_Brief_
Copy every line of the data below, requests included, and add -25 to each coordinate in the answer polygons. Leave the requests and their sample outputs unchanged.

Some data
-- -- --

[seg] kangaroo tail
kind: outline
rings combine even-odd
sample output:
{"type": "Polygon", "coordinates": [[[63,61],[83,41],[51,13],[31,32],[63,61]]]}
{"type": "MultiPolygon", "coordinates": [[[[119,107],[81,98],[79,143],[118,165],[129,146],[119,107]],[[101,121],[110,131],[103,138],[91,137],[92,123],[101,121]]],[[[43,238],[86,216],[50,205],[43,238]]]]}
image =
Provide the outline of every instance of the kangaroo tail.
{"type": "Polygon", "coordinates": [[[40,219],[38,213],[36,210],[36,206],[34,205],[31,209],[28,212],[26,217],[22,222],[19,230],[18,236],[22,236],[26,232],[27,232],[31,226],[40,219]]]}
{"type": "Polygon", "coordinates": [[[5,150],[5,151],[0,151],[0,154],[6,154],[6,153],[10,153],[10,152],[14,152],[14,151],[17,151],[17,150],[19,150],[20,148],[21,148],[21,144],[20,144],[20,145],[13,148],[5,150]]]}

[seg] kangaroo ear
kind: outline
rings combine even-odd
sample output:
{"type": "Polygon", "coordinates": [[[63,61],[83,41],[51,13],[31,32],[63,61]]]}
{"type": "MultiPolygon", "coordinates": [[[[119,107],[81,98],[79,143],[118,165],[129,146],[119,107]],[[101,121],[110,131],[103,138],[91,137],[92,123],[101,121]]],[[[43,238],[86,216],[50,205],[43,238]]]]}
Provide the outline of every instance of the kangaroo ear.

-- -- --

_Full output_
[seg] kangaroo tail
kind: outline
rings combine even-odd
sample output:
{"type": "Polygon", "coordinates": [[[63,61],[83,41],[51,13],[31,32],[63,61]]]}
{"type": "MultiPolygon", "coordinates": [[[[119,107],[81,98],[79,143],[118,165],[129,146],[119,107]],[[101,121],[110,131],[103,138],[91,137],[92,123],[101,121]]],[[[43,238],[86,216],[50,205],[43,238]]]]}
image =
Provide the outline of every instance of the kangaroo tail.
{"type": "Polygon", "coordinates": [[[15,194],[13,188],[11,185],[11,181],[9,180],[6,184],[3,187],[1,192],[-3,197],[-6,205],[-7,211],[-3,211],[1,207],[2,207],[6,201],[15,194]]]}
{"type": "Polygon", "coordinates": [[[-20,125],[-20,126],[-25,126],[-25,129],[-19,129],[-19,128],[-15,128],[-15,127],[-11,127],[-11,126],[-8,126],[-8,125],[-6,125],[-5,123],[-4,123],[-4,119],[-5,119],[-5,120],[-12,123],[-20,125]]]}

[seg] kangaroo ear
kind: outline
rings combine even-odd
sample output:
{"type": "Polygon", "coordinates": [[[63,61],[83,41],[51,13],[31,32],[63,61]]]}
{"type": "MultiPolygon", "coordinates": [[[[119,107],[81,98],[79,143],[118,165],[129,146],[119,107]],[[101,121],[110,131],[103,138],[91,137],[92,123],[101,121]]],[[[43,238],[86,216],[50,205],[43,238]]]]}
Provide the outline of every instance of the kangaroo ear.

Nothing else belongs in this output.